Point localization data:
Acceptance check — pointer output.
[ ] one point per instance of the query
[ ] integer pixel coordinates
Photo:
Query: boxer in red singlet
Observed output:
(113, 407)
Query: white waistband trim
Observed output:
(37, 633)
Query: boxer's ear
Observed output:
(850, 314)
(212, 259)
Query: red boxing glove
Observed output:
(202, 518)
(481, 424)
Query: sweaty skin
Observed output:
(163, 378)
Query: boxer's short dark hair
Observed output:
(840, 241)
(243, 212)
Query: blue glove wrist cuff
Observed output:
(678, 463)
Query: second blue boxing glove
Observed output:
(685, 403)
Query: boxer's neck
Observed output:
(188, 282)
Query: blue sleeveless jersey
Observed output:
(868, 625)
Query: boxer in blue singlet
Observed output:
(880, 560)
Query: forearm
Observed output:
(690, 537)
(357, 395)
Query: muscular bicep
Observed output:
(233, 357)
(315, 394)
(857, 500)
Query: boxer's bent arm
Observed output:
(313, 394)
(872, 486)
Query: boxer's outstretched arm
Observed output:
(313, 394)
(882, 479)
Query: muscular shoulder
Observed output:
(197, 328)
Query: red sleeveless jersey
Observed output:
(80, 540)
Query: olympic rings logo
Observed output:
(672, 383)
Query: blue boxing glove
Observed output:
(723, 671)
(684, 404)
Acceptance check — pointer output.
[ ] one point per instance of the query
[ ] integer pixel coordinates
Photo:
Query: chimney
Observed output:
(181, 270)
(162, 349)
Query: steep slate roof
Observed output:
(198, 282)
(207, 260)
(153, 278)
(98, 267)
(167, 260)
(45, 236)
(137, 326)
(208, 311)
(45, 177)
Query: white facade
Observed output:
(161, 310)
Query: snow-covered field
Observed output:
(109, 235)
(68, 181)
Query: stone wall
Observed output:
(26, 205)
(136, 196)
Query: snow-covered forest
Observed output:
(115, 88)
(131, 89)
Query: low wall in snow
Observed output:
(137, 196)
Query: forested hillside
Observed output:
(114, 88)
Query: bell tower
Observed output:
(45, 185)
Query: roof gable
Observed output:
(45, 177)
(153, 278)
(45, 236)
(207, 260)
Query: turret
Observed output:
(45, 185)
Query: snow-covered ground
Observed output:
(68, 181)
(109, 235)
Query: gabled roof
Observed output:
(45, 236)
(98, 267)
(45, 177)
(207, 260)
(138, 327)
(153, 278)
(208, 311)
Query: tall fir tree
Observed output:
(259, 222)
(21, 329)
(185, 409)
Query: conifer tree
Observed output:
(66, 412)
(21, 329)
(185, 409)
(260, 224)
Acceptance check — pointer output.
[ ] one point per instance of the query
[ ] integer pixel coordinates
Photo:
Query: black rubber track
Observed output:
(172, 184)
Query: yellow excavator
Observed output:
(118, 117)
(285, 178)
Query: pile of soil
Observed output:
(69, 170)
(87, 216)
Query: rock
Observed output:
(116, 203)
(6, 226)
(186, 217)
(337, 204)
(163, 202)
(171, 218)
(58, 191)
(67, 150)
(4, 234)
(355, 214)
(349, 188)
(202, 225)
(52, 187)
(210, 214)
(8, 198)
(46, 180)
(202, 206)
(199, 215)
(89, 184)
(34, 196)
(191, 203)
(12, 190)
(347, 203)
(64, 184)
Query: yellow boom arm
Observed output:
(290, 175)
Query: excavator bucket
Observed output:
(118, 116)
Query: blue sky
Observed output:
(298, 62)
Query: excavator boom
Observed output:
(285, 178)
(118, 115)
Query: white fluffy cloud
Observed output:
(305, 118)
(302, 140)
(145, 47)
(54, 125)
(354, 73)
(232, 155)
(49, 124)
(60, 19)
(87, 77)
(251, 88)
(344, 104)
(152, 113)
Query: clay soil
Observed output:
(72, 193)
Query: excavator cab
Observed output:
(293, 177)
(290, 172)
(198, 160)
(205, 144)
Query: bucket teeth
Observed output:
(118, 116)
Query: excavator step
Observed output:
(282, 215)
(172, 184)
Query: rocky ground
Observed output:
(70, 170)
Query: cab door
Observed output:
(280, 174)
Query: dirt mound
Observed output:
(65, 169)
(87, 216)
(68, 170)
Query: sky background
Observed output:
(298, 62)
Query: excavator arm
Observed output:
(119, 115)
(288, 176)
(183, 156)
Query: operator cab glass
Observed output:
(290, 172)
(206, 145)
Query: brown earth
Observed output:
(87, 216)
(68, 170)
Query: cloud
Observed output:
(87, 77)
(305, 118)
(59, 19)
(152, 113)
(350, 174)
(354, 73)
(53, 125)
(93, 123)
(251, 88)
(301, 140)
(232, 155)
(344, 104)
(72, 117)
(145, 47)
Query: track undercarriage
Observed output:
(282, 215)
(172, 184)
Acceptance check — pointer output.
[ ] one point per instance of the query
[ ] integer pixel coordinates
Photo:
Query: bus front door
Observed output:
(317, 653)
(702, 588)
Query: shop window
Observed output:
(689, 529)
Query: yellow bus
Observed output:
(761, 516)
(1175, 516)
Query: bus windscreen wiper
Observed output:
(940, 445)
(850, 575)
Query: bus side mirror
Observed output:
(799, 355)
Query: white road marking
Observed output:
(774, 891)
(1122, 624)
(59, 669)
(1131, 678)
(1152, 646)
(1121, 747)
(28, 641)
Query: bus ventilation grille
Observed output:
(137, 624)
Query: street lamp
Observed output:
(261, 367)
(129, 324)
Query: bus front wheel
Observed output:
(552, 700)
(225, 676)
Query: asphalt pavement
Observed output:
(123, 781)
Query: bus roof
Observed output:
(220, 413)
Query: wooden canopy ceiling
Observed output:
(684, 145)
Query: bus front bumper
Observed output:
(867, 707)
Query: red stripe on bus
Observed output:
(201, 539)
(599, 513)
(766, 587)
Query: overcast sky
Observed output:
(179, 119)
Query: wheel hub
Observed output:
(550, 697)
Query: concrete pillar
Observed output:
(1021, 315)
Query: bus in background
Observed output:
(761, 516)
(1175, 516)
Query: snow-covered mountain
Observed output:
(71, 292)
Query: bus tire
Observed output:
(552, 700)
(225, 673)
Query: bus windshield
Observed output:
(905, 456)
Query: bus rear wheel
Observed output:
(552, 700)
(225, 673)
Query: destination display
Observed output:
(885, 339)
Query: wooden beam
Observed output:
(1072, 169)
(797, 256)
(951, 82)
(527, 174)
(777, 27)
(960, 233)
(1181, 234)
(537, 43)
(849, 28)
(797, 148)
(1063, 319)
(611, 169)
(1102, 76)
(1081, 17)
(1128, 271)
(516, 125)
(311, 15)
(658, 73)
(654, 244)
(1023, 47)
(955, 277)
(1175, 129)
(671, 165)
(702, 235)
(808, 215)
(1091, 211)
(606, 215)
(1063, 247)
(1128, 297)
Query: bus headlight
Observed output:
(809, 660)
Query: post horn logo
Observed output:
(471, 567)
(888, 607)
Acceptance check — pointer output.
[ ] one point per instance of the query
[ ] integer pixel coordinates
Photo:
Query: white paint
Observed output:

### ASSIGNED TASK
Restating the data word for word is the whole task.

### SOLUTION TO THIS TASK
Acceptance check — pointer output.
[ ] one point per instance of the query
[ ] integer pixel coordinates
Photo:
Query: boxer in red singlet
Observed output:
(113, 407)
Query: white waistband trim
Observed output:
(37, 633)
Query: boxer's ear
Observed output:
(850, 314)
(212, 259)
Query: red boxing glove
Observed output:
(202, 518)
(481, 424)
Query: sweaty skin
Observed output:
(163, 378)
Query: boxer's short dark hair
Observed output:
(840, 241)
(243, 212)
Query: blue glove wrist cuff
Observed output:
(678, 463)
Query: second blue boxing glove
Observed output:
(685, 403)
Query: boxer's neck
Observed output:
(188, 282)
Query: blue sleeveless jersey
Observed output:
(868, 625)
Query: boxer in blue singlet
Observed output:
(880, 560)
Query: forearm
Observed output:
(690, 537)
(357, 395)
Query: muscular bicep
Observed output:
(233, 357)
(315, 394)
(857, 500)
Query: boxer's bent arm
Observed output:
(313, 394)
(872, 486)
Query: boxer's outstretched arm
Observed output:
(313, 394)
(882, 479)
Query: muscular shoulder
Observed output:
(197, 328)
Query: red sleeveless jersey
Observed output:
(80, 540)
Query: olympic rings logo
Observed output:
(672, 383)
Query: blue boxing glove
Observed output:
(723, 671)
(684, 404)
Acceptance check — pointer output.
[ ] one point per instance of the query
[ ] integer pixel coordinates
Photo:
Query: chimney
Observed output:
(181, 270)
(162, 349)
Query: steep slate roof
Observed output:
(198, 282)
(207, 260)
(153, 278)
(98, 267)
(167, 260)
(45, 236)
(137, 326)
(208, 311)
(45, 177)
Query: white facade
Observed output:
(161, 310)
Query: snow-covered field
Observed output:
(109, 235)
(68, 181)
Query: stone wall
Observed output:
(26, 205)
(136, 196)
Query: snow-covered forest
Observed output:
(115, 88)
(131, 89)
Query: low wall in snow
Observed output:
(137, 196)
Query: forested hillside
Observed output:
(114, 88)
Query: bell tower
Observed output:
(45, 185)
Query: roof gable
Observed output:
(45, 177)
(153, 278)
(45, 236)
(207, 260)
Query: turret
Observed output:
(45, 185)
Query: snow-covered ground
Observed output:
(68, 181)
(109, 235)
Query: gabled roof
Observed output:
(45, 236)
(98, 267)
(45, 177)
(207, 260)
(138, 327)
(153, 278)
(208, 311)
Query: tall fir tree
Observed output:
(259, 222)
(21, 329)
(185, 409)
Query: conifer tree
Observed output:
(66, 412)
(21, 329)
(185, 409)
(260, 224)
Acceptance check — pointer output.
[ ] one point per instance of the query
[ ] integer pixel coordinates
Photo:
Query: black rubber track
Observed output:
(172, 184)
Query: yellow excavator
Observed output:
(118, 117)
(285, 178)
Query: pile of soil
Observed output:
(69, 170)
(87, 216)
Query: rock
Observed output:
(116, 203)
(6, 226)
(186, 217)
(337, 204)
(163, 202)
(171, 218)
(58, 191)
(67, 150)
(4, 234)
(355, 214)
(349, 188)
(202, 225)
(52, 187)
(210, 214)
(8, 198)
(46, 180)
(202, 206)
(199, 215)
(89, 184)
(34, 196)
(191, 203)
(12, 190)
(347, 203)
(64, 184)
Query: yellow boom arm
Observed output:
(290, 175)
Query: excavator bucket
Observed output:
(118, 116)
Query: blue sky
Observed output:
(298, 62)
Query: excavator boom
Observed output:
(285, 178)
(118, 115)
Query: white fluffy cloud
Observed output:
(305, 118)
(302, 140)
(145, 47)
(54, 125)
(354, 73)
(232, 155)
(49, 124)
(60, 19)
(87, 77)
(251, 88)
(344, 104)
(152, 113)
Query: clay soil
Observed output:
(72, 193)
Query: excavator cab
Observed output:
(293, 177)
(290, 172)
(198, 160)
(205, 144)
Query: bucket teeth
Observed output:
(118, 116)
Query: excavator step
Observed output:
(282, 215)
(172, 184)
Query: rocky ground
Observed output:
(70, 170)
Query: cab door
Observed output:
(280, 174)
Query: dirt mound
Observed output:
(65, 169)
(87, 216)
(68, 170)
Query: sky background
Observed output:
(298, 62)
Query: excavator arm
Observed output:
(119, 115)
(288, 176)
(183, 156)
Query: operator cab glass
Observed output:
(290, 172)
(206, 145)
Query: brown earth
Observed output:
(87, 216)
(68, 170)
Query: cloud
Observed output:
(87, 77)
(305, 118)
(59, 19)
(152, 113)
(350, 174)
(354, 73)
(53, 125)
(93, 123)
(251, 88)
(301, 140)
(232, 155)
(344, 104)
(72, 117)
(145, 47)
Query: track undercarriage
Observed output:
(282, 215)
(172, 184)
Acceptance check — pointer output.
[ ] one point per instance of the query
[ ] integer pixel coordinates
Photo:
Query: bus front door
Observed output:
(317, 653)
(702, 588)
Query: shop window
Observed output:
(689, 529)
Query: yellow bus
Observed output:
(761, 516)
(1175, 516)
Query: bus windscreen wiper
Observed output:
(940, 445)
(850, 575)
Query: bus side mirror
Observed output:
(799, 355)
Query: white road marking
Observed output:
(774, 891)
(1122, 624)
(59, 669)
(1131, 678)
(1152, 646)
(1121, 747)
(28, 641)
Query: bus ventilation grille
Observed output:
(137, 624)
Query: street lamp
Observed output:
(261, 367)
(129, 324)
Query: bus front wheel
Observed output:
(552, 700)
(225, 676)
Query: asphalt pavement
Observed output:
(123, 781)
Query: bus roof
Observed output:
(220, 413)
Query: wooden canopy ceiling
Observed output:
(684, 145)
Query: bus front bumper
Observed output:
(867, 707)
Query: red stripe on bus
Observed output:
(201, 539)
(599, 513)
(766, 587)
Query: overcast sky
Observed output:
(179, 119)
Query: wheel hub
Observed output:
(550, 697)
Query: concrete pillar
Observed output:
(1021, 315)
Query: bus in background
Observed output:
(761, 516)
(1175, 516)
Query: snow-covered mountain
Observed output:
(71, 292)
Query: bus tire
Observed output:
(552, 700)
(225, 673)
Query: bus windshield
Observed output:
(905, 456)
Query: bus rear wheel
Observed output:
(552, 700)
(225, 673)
Query: destination display
Observed output:
(885, 339)
Query: wooden beam
Observed output:
(1072, 169)
(797, 256)
(951, 82)
(527, 174)
(777, 27)
(960, 233)
(1181, 234)
(537, 43)
(849, 28)
(797, 148)
(1063, 319)
(611, 169)
(1102, 76)
(1081, 17)
(1128, 271)
(516, 125)
(311, 15)
(658, 73)
(654, 244)
(1023, 47)
(955, 277)
(1175, 129)
(671, 165)
(702, 235)
(808, 215)
(1091, 211)
(606, 215)
(1063, 247)
(1128, 297)
Query: bus headlight
Observed output:
(809, 660)
Query: post horn logo
Observed output:
(471, 567)
(888, 607)
Acceptance check — pointer output.
[ ] one point per instance of the query
[ ] integer pixel coordinates
Photo:
Query: white paint
Observed output:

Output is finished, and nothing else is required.